**Items listed in a dataset**
◆ ◆ ◆ ◆

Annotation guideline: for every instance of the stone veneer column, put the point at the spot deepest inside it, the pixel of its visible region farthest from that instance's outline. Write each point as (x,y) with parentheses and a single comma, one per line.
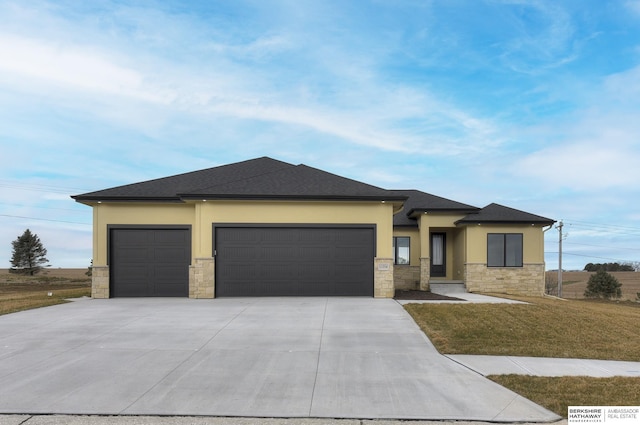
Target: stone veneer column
(201,278)
(100,281)
(425,273)
(527,280)
(383,278)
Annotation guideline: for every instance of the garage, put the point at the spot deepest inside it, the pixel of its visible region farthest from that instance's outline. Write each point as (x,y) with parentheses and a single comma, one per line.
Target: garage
(283,260)
(149,262)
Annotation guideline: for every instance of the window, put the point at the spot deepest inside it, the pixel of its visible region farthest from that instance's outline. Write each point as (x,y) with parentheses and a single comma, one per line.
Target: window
(401,250)
(504,250)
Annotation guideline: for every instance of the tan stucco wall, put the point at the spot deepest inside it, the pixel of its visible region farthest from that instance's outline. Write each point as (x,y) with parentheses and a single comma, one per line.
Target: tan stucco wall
(525,280)
(532,242)
(202,215)
(443,223)
(380,214)
(127,213)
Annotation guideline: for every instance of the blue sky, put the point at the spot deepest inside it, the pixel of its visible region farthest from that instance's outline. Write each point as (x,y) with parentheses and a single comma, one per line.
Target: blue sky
(531,104)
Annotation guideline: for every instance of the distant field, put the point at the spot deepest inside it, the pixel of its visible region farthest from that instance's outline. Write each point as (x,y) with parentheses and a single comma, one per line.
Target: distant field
(574,283)
(51,286)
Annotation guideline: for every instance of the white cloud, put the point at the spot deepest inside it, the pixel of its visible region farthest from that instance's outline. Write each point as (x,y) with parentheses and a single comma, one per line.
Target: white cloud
(70,66)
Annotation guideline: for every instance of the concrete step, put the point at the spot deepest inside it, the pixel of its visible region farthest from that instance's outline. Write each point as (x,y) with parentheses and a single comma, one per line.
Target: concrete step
(448,287)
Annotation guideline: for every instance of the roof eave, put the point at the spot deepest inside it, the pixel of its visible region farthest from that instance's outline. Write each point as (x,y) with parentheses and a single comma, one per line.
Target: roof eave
(98,199)
(531,222)
(263,197)
(420,211)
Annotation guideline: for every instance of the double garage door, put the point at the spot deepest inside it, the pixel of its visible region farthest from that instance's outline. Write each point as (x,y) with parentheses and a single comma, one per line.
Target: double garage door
(250,261)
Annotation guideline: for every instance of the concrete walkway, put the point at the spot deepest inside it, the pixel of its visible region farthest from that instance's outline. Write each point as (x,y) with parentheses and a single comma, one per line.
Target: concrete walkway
(359,358)
(542,366)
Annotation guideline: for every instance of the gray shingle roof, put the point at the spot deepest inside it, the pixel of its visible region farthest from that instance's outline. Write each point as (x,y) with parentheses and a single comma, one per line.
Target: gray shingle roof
(421,202)
(496,213)
(261,178)
(267,178)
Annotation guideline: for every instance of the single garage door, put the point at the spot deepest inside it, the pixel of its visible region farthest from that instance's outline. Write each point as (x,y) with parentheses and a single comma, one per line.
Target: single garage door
(150,262)
(294,261)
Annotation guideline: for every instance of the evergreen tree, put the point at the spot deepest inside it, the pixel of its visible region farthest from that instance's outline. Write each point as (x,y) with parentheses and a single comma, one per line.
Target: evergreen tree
(28,254)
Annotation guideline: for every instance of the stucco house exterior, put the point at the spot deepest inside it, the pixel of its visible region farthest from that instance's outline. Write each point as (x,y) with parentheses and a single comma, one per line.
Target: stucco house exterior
(264,227)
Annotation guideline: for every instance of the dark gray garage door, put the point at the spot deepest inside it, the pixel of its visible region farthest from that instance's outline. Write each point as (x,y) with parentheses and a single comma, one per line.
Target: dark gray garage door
(147,262)
(294,261)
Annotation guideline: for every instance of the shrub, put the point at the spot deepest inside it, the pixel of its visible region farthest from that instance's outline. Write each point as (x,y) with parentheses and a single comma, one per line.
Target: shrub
(603,285)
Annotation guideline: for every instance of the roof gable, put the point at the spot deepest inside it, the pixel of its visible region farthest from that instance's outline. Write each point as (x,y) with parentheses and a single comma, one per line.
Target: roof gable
(496,213)
(421,202)
(298,181)
(261,178)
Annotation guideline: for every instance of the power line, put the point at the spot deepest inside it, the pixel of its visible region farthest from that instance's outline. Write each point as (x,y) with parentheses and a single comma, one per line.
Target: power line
(44,219)
(590,256)
(40,187)
(604,227)
(41,207)
(603,246)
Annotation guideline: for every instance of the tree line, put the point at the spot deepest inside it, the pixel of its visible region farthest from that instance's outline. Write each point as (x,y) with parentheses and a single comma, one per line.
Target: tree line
(612,267)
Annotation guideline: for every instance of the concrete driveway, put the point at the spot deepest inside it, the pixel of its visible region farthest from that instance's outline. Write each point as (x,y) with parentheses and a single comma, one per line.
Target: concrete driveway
(265,357)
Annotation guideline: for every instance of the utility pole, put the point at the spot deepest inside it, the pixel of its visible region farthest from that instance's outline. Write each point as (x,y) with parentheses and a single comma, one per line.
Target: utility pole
(559,227)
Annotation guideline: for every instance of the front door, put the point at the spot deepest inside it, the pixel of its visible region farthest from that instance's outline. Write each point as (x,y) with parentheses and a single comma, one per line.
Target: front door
(438,255)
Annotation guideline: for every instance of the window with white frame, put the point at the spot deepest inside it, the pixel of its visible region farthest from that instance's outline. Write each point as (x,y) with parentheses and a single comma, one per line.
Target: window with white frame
(401,250)
(504,250)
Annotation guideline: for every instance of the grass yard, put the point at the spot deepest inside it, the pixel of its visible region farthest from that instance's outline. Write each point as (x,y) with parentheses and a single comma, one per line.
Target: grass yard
(558,393)
(544,328)
(574,283)
(19,292)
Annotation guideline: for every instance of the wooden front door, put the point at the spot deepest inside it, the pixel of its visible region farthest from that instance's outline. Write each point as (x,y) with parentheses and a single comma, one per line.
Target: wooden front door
(438,254)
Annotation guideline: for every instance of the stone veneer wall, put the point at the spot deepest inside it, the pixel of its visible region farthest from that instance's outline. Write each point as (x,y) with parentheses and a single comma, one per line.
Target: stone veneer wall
(201,278)
(425,273)
(383,278)
(527,280)
(100,281)
(406,277)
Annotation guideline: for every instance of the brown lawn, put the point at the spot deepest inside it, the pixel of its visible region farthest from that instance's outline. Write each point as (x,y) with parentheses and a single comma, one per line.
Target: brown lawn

◆ ◆ ◆ ◆

**Your instructions**
The data above should be repeated exactly, minus any pictures.

**Finished answer**
Annotation guideline: for every instance of the stone veneer column, put the point at the spot deepest inside it, the pixel of its visible region farthest from that instance's outline. Write each point as (x,y) with parentheses and a single comma, one per line.
Target: stone veneer column
(201,278)
(100,281)
(425,273)
(527,280)
(383,278)
Annotation guideline: for every instance of the garage, put the point at the spot deepest inside it, the pixel of its visible region farthest from that instance's outline. Write each point as (x,y) with parentheses and a single comma, one per line.
Target: garage
(283,260)
(149,262)
Annotation guideline: for every instance of the window, put the point at the spot deepest inside it, the pixel of its visible region farthest from that instance's outline. Write each point as (x,y) with parentheses and a single comma, one per line.
Target: window
(401,250)
(504,250)
Annotation guideline: for every instance of the tan stucco wall, put the point at the spot deepest inside it, the pixel of its visible region farthest from that instance's outline. Write each point as (x,y) with parentheses and a single comma, one per line.
Target: tan stucco wall
(525,280)
(532,242)
(202,215)
(443,223)
(380,214)
(127,213)
Annotation guideline: for every instance of the blue sky, put the point at the spot deepest inside it, the pixel of its visible region farthest from that instance's outline. Write each point as (x,y) with parentheses and a single comma, one per line.
Target: blue sky
(531,104)
Annotation guideline: for every instance of the distant field, put the point at the spot deepest inside it, the pixel of its visible region farthest from that instance's outline. Write each point as (x,y) with parentheses and a single comma, one per line.
Target: distant field
(574,283)
(51,286)
Annotation guideline: for every instance of the white cloud, put the point at the spot deepest inside it, the pixel of its visible region farthest from that instance's outline. Write each point as (x,y) with parentheses and a single comma, one per line.
Target: white cloud
(70,66)
Annotation guideline: for every instance of the concrete step, put the point at the spot deepest inside it, the pixel of its visible region farthest from that instance's outline. Write each point as (x,y) with parentheses and a single comma, one per line.
Target: concrete step
(448,287)
Annotation guideline: for every instance of the roof eave, put the point at the spot deepest inside it, the pixel of its visible region farthest from that instance's outline. Write each point as (x,y) with parentheses and a single comma, one per line.
Target: roof eave
(98,199)
(531,222)
(263,197)
(420,211)
Annotation guideline: for every instance of the double garage door, put the point at the spot deepest inside it, the pixel of its visible region farthest from that instance's outline. Write each point as (x,y) with parentheses and a single comma, one per line.
Target: double garage door
(250,261)
Annotation guideline: for every instance of the concrete walkway, put the point at the spot deepest inside it, the pixel of its visible region farthest from that instance's outline. Write each point as (x,y) with parentheses and a single comma, one per line.
Target: concrete walkway
(359,358)
(542,366)
Annotation guideline: for every instance of the gray shingle roof, put the point at the spot deepest inside it, the pixel of its visible region farthest from that instance's outline. Write each point as (x,y) with parentheses and a single comma, one per line.
Target: gray shingle roof
(421,202)
(496,213)
(261,178)
(267,178)
Annotation guideline: for every instance of the single garage door, put the point at the spot deepest inside it, the pixel of its visible region farthest from that instance's outline. Write each point as (x,y) with parentheses and a single comma, one per line.
Target: single garage door
(150,262)
(294,261)
Annotation guideline: for every instance of the evergreen tree, put the point at the spot deepest inside it, the pixel of its visible region farthest from that instance's outline. Write each point as (x,y) with parentheses and a single comma, one per line.
Target: evergreen tree
(28,254)
Annotation guideline: for every instance of the stucco house exterior, put the point at the spot deepest inside it, the pixel of its visible region farthest from that instance's outline. Write each point as (x,y) with parentheses and a single comma, one per line.
Target: stucco house exterior
(264,227)
Annotation guideline: for every instance of the dark gray garage door, put the point at the spot deepest inside it, the pixel of its visible region farthest from that instance's outline. Write each point as (x,y) with parentheses and a single comma, one per line.
Target: dark gray garage door
(147,262)
(294,261)
Annotation guideline: for every instance of the shrub, put the point at the spot deepest inside it, the pixel of its visible region farthest from that instance's outline. Write each point as (x,y) with parentheses and a single comma, one per line.
Target: shrub
(603,285)
Annotation guideline: for every instance of the roof gable, put the point at the spot deepest inside it, the pixel of its visible region farthest from that instance's outline. Write each point as (x,y) with parentheses and a single comma, one per line.
Target: roof gable
(496,213)
(421,202)
(298,181)
(261,178)
Annotation guideline: for every instance of the power line, put the point at the spot deepest inside it, the pixel of its visible region farthest from that instance's outline. Write each point as (x,y) with parentheses and a single comma, one per line.
Target: power line
(44,219)
(590,256)
(40,187)
(604,227)
(41,207)
(603,246)
Annotation guideline: for every instance of the tree line, put the point at the spot deepest inside it, the pixel of its visible region farthest from that instance's outline. Write each point as (x,y) with parentheses and a single comma, one per line.
Target: tree line
(612,267)
Annotation guideline: for every instance of the concrete driveway, put the point at the spot deepest inside it, the pixel of its visible region farthest from that instance's outline. Write each point as (x,y) with parentheses and a single comma, one per line.
Target: concrete driveway
(265,357)
Annotation guideline: for every instance of the utility pole, put the point at the spot deepest inside it, the pixel of its visible region farthest from that instance's outline. Write each point as (x,y) with parentheses and a single comma, one per line.
Target: utility pole
(559,227)
Annotation guideline: for every instance of the front door, put the point at the spot deepest inside it, the pixel of its visible region farthest from that instance's outline. Write each point as (x,y) with parentheses and a single comma, one per line.
Target: front door
(438,255)
Annotation guideline: for every instance of the window with white frame, put the point at the spot deepest inside it, the pixel of its visible region farthest from that instance's outline. Write each point as (x,y) with parentheses and a single comma, one per line.
Target: window with white frame
(401,250)
(504,250)
Annotation guideline: for every instance of the grass yard, put the point at the spot deepest inside it, the pixel of its visible region farthest from that instance's outline. Write each point as (x,y) with parentheses and a single comma, one per line.
Target: grass yard
(558,393)
(544,328)
(574,283)
(19,292)
Annotation guideline: for every instance of the wooden front door, put the point at the spot deepest inside it, the pixel of its visible region farthest from that instance's outline. Write each point as (x,y) with parentheses and a single comma, one per line.
Target: wooden front door
(438,254)
Annotation guideline: for every instance of the stone veneer wall, put the point at the spot deepest inside it, the pixel of its visible region farthest from that instance's outline. Write each point as (x,y) with parentheses and a single comma, one per line.
Target: stone veneer wall
(201,278)
(425,273)
(383,278)
(527,280)
(100,281)
(406,277)
Annotation guideline: for every instance of the brown lawn, put the point at the spot deepest inside it, the pixel of its visible region farthest from that instance's outline. Write each point as (x,y) with parentheses and a single comma, one per line.
Target: brown lawn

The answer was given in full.